#### [SET EXERCISE]
Reproduce the data below word for word, leaving out the pictures.

#### [RECORDS SUPPLIED]
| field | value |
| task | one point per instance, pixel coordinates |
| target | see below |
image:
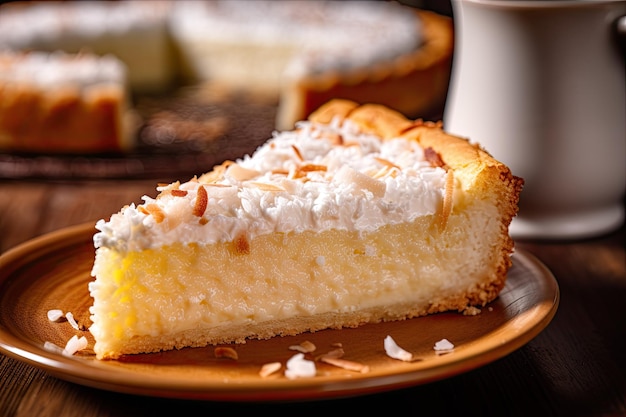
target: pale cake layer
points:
(222, 293)
(57, 102)
(452, 253)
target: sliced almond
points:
(269, 369)
(345, 364)
(226, 352)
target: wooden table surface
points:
(575, 367)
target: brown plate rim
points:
(109, 376)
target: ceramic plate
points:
(52, 272)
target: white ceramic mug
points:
(541, 85)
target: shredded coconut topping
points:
(297, 181)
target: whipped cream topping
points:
(42, 25)
(315, 178)
(322, 34)
(58, 68)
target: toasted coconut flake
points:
(179, 193)
(74, 345)
(433, 158)
(242, 245)
(70, 318)
(211, 184)
(55, 315)
(51, 347)
(345, 364)
(226, 352)
(362, 181)
(240, 173)
(443, 346)
(387, 163)
(297, 152)
(269, 369)
(396, 352)
(304, 347)
(298, 367)
(335, 353)
(313, 167)
(202, 199)
(156, 212)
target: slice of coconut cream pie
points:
(357, 216)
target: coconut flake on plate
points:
(269, 369)
(74, 345)
(298, 367)
(55, 314)
(396, 352)
(443, 346)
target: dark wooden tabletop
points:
(575, 367)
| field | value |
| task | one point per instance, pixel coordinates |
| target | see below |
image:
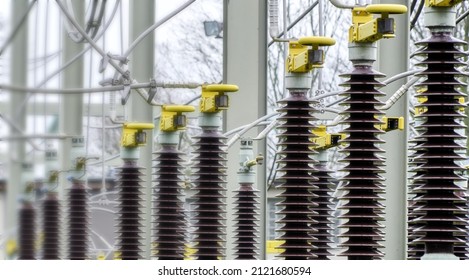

#### [WRITTEN SOLUTION]
| field | value |
| task | one point per instance, pixel coordinates |
| target | see below |
image:
target: pale cake layer
points:
(222, 293)
(57, 102)
(452, 253)
target: sliced almond
points:
(269, 369)
(345, 364)
(226, 352)
target: wooden table surface
points:
(575, 367)
target: brown plate rim
points:
(109, 376)
target: ceramic plate
points:
(52, 272)
target: white ceramic mug
points:
(541, 85)
target: shredded coconut topping
points:
(297, 181)
target: whipped cream topping
points:
(42, 25)
(315, 178)
(322, 34)
(58, 68)
target: toasted coconut flake
points:
(179, 193)
(74, 345)
(433, 158)
(242, 245)
(70, 318)
(211, 184)
(55, 315)
(51, 347)
(345, 364)
(226, 352)
(362, 181)
(240, 173)
(443, 346)
(387, 163)
(297, 152)
(269, 369)
(396, 352)
(304, 347)
(298, 367)
(335, 353)
(313, 167)
(202, 199)
(156, 212)
target: slice of coconut cream pie
points:
(357, 216)
target: coconut flake on plate
points:
(269, 369)
(74, 345)
(298, 367)
(55, 314)
(396, 352)
(443, 346)
target: dark wooden tabletop
points:
(575, 367)
| field | value |
| task | one point per instance, pixel coordinates |
| target | see below |
image:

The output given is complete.